» **SUPPLIED PASSAGE**
========

Comparitive analysis against refined/biased datasets with Kiptronics (knowledge is power electronics/devices) is going to change the world, but spectacular fodder is to be expected.
I think it is also important to remember that intelligence isn't clearly defined. It seems a lot of people interpret it in different ways and the definition is closer to pornography (I know it when I see it).
I often see two camps, one that defines intelligence to be more human like. Limiting it to really cetaceans and hominids. Maybe including ravens. The other group gives too vague of a definition.
Personally, I do not see a problem with having lots of bins. I don't think many disagree that intelligence is a continuum. So why restrict it to very high level bins? Because that's the vernacular usage? I for one vote for the many bin and continuum approach. In this I think you could say that ML has some extremely low level form of intelligence, but I would generally say lower level than that of an ant. In that respect, a multi agent system with the intelligence surpassing that of ants I believe would be extremely impressive.
I don't think it's a quantitative issue (the level of the bin). It's a qualitative issue. When people say that ML lacks intelligence what they're saying is that it lacks robustness, common sense, agent like behaviour, the ability to reason and so on.
Intelligence (in humans or animals) does not appear to be just data driven pattern matching. I think we can say this with some confidence given that even the fanciest ML algorithm still hopelessly sucks at performing tasks that are trivial even for barely intelligent animals.
> Intelligence (in humans or animals) does not appear to be just data driven pattern matching. I think we can say this with some confidence given that even the fanciest ML algorithm still hopelessly sucks at performing tasks that are trivial even for barely intelligent animals.
Do you mind expanding on this? A lot of the tasks primitive animals can be replicated by Deep RL algorithms given the same environment.
Humans adapt to sensor information, memory and a reward/penalty system just like RL. We're just much more advanced and have sophisticated systems to sense and act.
>A lot of the tasks primitive animals can be replicated by Deep RL algorithms given the same environment.
Highlighted the last part because this is the key difference. Humans and animals can navigate unknown and unstructured and open-ended environments. You can identify a dangerous predator without having to see ten thousand images of mauled bodies.
Humans and animals can generalise in a way that is robust and independent from 'data' because they understand what they see. RL algorithms have no understanding of the world. If you let an RL system play breakout but you resize the paddle by five pixels and tilt it by 2 degrees it cannot play the game.

========

» **SET OF TASKS**
• a. Copy the passage on machine intelligence word for word, from "Comparitive analysis against" to "when I see it).".
• b. Supply the next part of the passage on machine intelligence, picking up right after its final sentence.
The lines after this passage are not needed for any of the work.

» **SUPPLIED DATA**

========

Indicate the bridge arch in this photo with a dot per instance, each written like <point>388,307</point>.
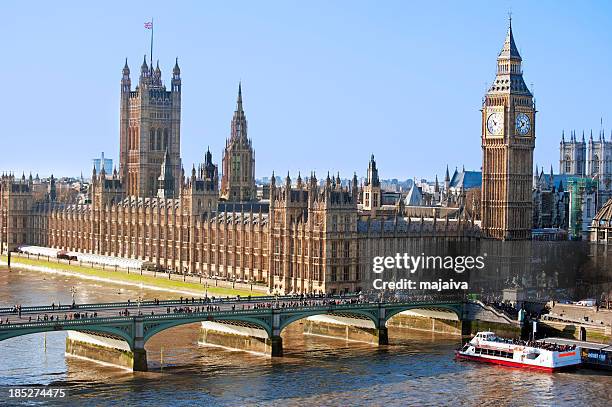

========

» **ANSWER SET**
• a.
Comparitive analysis against refined/biased datasets with Kiptronics (knowledge is power electronics/devices) is going to change the world, but spectacular fodder is to be expected.
I think it is also important to remember that intelligence isn't clearly defined. It seems a lot of people interpret it in different ways and the definition is closer to pornography (I know it when I see it).

• b.
Daniel Dennett helped popularise the notion of Umwelt, which is losely translated someone's self-centered world as subjectively perceived by an organism and filled with meaning and a notion of how the agent relates to it. It's distinct from an objective 'environment' that everyone shares.
Machines lack this notion, they have no real concept of anything, even the fanciest algorithms. Which is also why conversational agents have only really made advances on one front, which is understanding sound and turning text into nice soundwaves. They have made virtually no progress in understanding irony, or ambiguity or anything that requires having an understanding of the human Umwelt. We don't even have any idea how the mind constructs this sort of interior representation of the world at all, and my prediction is we're not going to if we continue to talk about layers of neurons instead of talking about what the possible structure of a human or animal mind is.
I think our Umwelt is formed by our senses, especially the touch: our skin allows us to form a model, in our brain, of our body, and its movement abilities.
I think that the brain doesn't simply do pattern matching, it also forms models of things based on external stimuli, and then does pattern matching on properties of those models.
And this model constitutes a small 'universe' inside our brains, with us at the center.
And that's how consciousness emerges: we know of an entity that is us because our brain has an object in it that represents us.
In your Breakout example, there is really no formation of object 'paddle' inside the 'AI' that plays the game, and hence if the paddle is actually changed even by little, the algorithm doen't know how to handle it. Whereas, in our brain, we see the pixels on the screen as an actual paddle representation, and hence we can easily play any version of Breakout no matter how the paddle looks.
EDIT:
Same thing with the Vision sense: seeing things allows us to build 3d models of things in our brain. And then we can look at a photograph and recognize objects, because we have these models in our brain.
Well, what if you trained on the unbelievable amount of data that enters the human brain?
Like, say inputting years of high definition video, audio, proprioception, introspection, debug and error logs, data from a bunch of other sensors, etc. Then put that in a really tight loop with high precision motion and audio output devices, and keep learning. Also do it on a really fast computer with lots of memory. Also make the code itself an output.
If thats not enough, you could always try self replicating to try to create more successful versions over million year timescales.
That's trivially true in the sense that this is how we can only assume humans and animals came to be but I don't think there's any guarantee that this can be replicated in a silicon-based software architecture which is very different from analog and chemical biological organisms. Today already energy and computional costs are high with model computation cost going into five or six figures even in just one domain.
But more importantly, I think the problem with this approach is that it's essentially a hail mary of sorts with potentially zero scientific insight into how the brain and the mind works. It's a little bit like behaviourism before the cognitive revolution with AI models being the equivalent of a Skinner box.
I don't know the history of it and am not an expert in the field, but it seems to me that it's valid to call the things ML can already do "intelligence" in a generalized sense, and that there is nothing categorically different between that and human intelligence, it's just a matter of how complicated humans are.
That seems like a problem you can sort of throw hardware at for a while until it gets good enough to help you figure out how to make something smarter.
I think there is little evidence to suggest that neural networks and human minds behave in the same way modulo complexity.
In science there is a tendency to come up with models of the world - simplifications which we can observe and quantify - and then fall into the trap thinking that these models explain the world.
While neural networks are inspired by biological neural connections between synapses and neurons, the converse that neural networks are therefor intelligent does not hold.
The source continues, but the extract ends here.